CHALLENGE 1:
In the market watchlist post, which economic reports come out on Thursday?
CHALLENGE 2:
Extract the market watchlist post from "SPX: IT Bearish" up to and including "Q's for awhile.".
CHALLENGE 3:
Condense the market watchlist post paragraph beginning "Normally the two biggest economic reports" into a bulleted list that keeps its main facts.

TEXT EXCERPT:
------------------------------------------------------------------------

Saturday, July 26, 2008

Watchlist Saturday


Market Posture:

Dow: IT (intermediate term) Bearish and ST (short term) Bearish. The Dow rolled over with an Evening Star Reversal on Thursday and is now hovering in no-mans land between ST support and resistance and floating in the LT channel. There are no key economic reports until Thursday (GDP and ECI) and the most important aren't until Friday (Employment Report and ISM).
Normally the two biggest economic reports of the month don't fall on the same day, but when the first day of a month is a Friday.....well then they do. There are some big name companies reporting earnings early in the week: Monday before the open - VZ, Monday after the close - AMGN, CF, MOS, Tuesday before the open - COH, CL, GM, NOV, NOC, SNE, X, VLO. Expect Chemicals, Steel, and Cyclicals to be movers on Tuesday. So the theme emerging for the week (especially if we don't get any news bogeys in Oil and Financials), is going to be earnings driving the early week and economic reports driving the end of the week. I will play the Dow and SPX for a potential drop on Monday, but then I'm standing back and watching how earnings drive the market on Tuesday. I usually put some supports and resistances on the Dow and the SPX, but I'm not going to focus too much on that until Tuesday day. I will play an intra-day put (if it shows itself) on the DIA and SPY on Monday and then stand back and re-assess when all the news hits the market Tuesday.

Here is the short term chart of the Dow:
(click on image to enlarge)


Here is the long term chart of the Dow:
(click on image to enlarge)


SPX: IT Bearish and ST Bearish. Not much to say about the SPX that's different from the Dow. I drew several short term supports and resistances so I can play the SPY tomorrow like I did on Friday. Same story as the Dow, we probably won't see a bigger move until Tuesday.

Here is the short term chart of the SPX:
(click on image to enlarge)


Here is the long term chart of the SPX. I'm not super excited about the Hammer followed by the Shooting Star, that's a little too volatile.....we'll see if it settles down:
(click on image to enlarge)


Naz: IT Bearish and ST Chop and Slop (you like that designation?...... ). The Naz is all over the place. I'm steering clear of the Q's for awhile.

Here is the short term chart of the Naz (ughh.....pew!):
(click on image to enlarge)


Here is the long term chart of the Naz (that's better, smooth out that chop and slop and now we can see an interesting potential Double-Bottom):
(click on image to enlarge)


Here are some interesting Bullish Movers or possible setups from Friday:

Manufacturing/Machinery: BUCY (note JOYG may change trend).

------------------------------------------------------------------------

EXCERPTED RECORDS:
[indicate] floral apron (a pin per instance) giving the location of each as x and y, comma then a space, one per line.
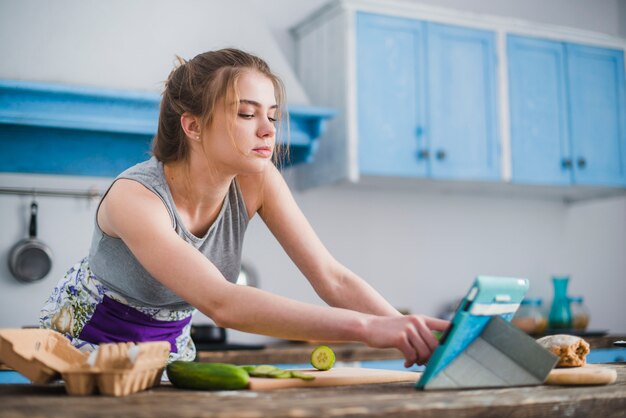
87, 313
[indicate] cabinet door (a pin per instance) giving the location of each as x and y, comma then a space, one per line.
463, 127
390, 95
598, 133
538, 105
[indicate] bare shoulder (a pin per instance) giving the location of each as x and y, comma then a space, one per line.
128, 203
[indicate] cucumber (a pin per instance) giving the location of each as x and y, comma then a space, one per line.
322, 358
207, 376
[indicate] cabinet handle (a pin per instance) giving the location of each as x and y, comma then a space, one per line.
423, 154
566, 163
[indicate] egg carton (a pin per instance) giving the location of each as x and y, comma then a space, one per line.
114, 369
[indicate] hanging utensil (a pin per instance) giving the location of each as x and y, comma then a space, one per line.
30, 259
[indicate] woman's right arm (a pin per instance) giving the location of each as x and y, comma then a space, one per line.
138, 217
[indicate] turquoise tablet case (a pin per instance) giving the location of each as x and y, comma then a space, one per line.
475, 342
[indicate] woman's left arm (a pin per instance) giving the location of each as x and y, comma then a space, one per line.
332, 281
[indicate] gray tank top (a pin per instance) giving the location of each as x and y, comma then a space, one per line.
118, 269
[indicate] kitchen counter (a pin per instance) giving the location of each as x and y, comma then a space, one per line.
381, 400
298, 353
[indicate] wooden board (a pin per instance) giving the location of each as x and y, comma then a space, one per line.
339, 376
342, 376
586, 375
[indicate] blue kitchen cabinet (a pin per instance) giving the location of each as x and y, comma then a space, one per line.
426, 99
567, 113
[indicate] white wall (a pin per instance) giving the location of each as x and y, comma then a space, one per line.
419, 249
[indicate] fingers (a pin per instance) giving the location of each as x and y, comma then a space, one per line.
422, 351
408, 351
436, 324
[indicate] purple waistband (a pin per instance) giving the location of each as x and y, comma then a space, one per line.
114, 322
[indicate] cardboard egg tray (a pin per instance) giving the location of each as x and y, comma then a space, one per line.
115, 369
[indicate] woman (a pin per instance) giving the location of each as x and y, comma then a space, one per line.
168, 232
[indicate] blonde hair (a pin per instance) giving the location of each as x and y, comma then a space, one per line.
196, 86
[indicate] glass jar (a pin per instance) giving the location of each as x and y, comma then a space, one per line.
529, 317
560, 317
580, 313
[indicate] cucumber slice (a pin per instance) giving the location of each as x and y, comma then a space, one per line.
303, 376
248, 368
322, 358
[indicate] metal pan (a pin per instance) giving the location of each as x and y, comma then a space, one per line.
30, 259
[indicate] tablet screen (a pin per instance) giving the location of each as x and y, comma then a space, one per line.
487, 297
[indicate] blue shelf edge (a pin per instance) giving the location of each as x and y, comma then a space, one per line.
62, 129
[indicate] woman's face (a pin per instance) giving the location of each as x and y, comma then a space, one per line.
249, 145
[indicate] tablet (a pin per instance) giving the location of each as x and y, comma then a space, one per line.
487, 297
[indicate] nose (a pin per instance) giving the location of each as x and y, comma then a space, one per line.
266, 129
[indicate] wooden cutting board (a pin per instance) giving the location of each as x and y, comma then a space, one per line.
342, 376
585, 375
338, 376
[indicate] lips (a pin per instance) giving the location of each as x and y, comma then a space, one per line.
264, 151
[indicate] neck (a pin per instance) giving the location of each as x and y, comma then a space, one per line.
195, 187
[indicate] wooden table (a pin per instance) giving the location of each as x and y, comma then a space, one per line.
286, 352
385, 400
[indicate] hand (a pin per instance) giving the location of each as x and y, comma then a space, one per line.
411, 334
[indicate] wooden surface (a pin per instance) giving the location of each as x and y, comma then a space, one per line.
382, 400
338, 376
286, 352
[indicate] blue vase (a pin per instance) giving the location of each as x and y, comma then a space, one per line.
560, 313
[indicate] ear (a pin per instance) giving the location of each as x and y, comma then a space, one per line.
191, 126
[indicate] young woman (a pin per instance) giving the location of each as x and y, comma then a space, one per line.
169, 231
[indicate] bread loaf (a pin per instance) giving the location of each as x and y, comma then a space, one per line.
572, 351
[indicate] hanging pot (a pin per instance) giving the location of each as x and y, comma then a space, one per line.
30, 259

------------------------------------------------------------------------

TASK ANSWER 1:
GDP and ECI.

TASK ANSWER 2:
SPX: IT Bearish and ST Bearish. Not much to say about the SPX that's different from the Dow. I drew several short term supports and resistances so I can play the SPY tomorrow like I did on Friday. Same story as the Dow, we probably won't see a bigger move until Tuesday.

Here is the short term chart of the SPX:
(click on image to enlarge)


Here is the long term chart of the SPX. I'm not super excited about the Hammer followed by the Shooting Star, that's a little too volatile.....we'll see if it settles down:
(click on image to enlarge)


Naz: IT Bearish and ST Chop and Slop (you like that designation?...... ). The Naz is all over the place. I'm steering clear of the Q's for awhile.

TASK ANSWER 3:
- The month's two biggest economic reports fall on the same day because the month starts on a Friday.
- Early-week earnings: Monday before the open, VZ; Monday after the close, AMGN, CF, MOS; Tuesday before the open, COH, CL, GM, NOV, NOC, SNE, X, VLO.
- Chemicals, Steel, and Cyclicals are expected to move on Tuesday.
- The week's theme: earnings drive the early week and economic reports drive the end, especially if there are no news bogeys in Oil and Financials.
- Plan: play the Dow and SPX for a potential Monday drop with an intra-day put on DIA and SPY if one shows itself, then stand back and reassess Tuesday. Supports and resistances get less focus until Tuesday.